# Exercise directions:
Copy every line of the data below that contains the string "target". Case counts, so match uppercase and lowercase letters exactly.

# Material for this task:
# # #
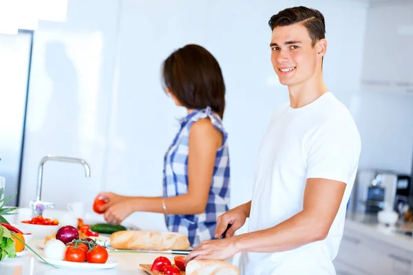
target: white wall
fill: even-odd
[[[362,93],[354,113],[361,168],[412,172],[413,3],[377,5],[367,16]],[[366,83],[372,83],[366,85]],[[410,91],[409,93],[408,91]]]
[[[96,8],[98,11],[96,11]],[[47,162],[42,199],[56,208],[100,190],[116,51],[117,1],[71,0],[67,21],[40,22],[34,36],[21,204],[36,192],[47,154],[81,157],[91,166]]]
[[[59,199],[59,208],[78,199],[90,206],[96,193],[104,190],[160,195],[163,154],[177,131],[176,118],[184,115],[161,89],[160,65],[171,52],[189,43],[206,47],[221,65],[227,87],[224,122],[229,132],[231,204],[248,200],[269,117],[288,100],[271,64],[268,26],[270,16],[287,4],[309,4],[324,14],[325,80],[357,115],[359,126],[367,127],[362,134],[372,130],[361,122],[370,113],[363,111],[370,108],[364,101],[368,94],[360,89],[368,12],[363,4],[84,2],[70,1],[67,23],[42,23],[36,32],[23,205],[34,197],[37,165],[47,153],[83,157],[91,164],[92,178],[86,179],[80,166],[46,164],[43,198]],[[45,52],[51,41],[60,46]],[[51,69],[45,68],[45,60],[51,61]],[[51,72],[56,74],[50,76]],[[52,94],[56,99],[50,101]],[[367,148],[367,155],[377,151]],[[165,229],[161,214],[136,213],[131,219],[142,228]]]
# # #
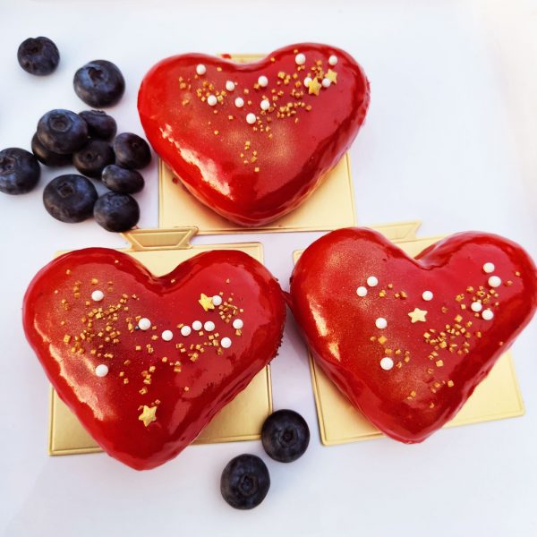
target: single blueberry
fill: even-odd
# # #
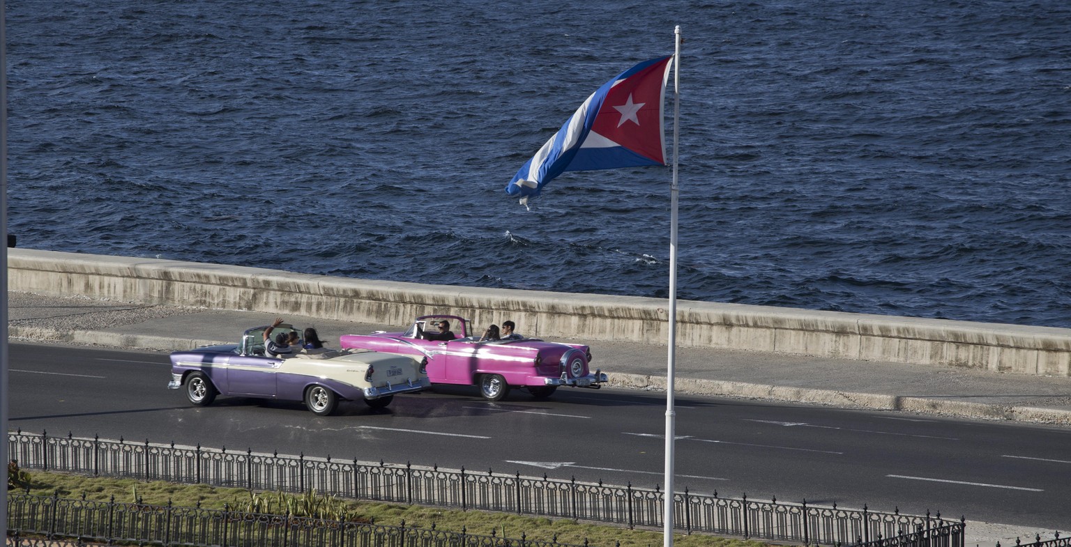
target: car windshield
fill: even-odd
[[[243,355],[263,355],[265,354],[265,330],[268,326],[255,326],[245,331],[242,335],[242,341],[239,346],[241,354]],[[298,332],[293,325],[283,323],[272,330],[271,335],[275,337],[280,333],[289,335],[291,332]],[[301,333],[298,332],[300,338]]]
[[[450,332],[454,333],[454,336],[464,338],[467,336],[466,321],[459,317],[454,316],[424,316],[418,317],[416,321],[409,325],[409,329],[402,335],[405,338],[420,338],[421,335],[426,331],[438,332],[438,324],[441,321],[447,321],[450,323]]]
# # #
# Full solution:
target: white wall
target: single blueberry
target: car windshield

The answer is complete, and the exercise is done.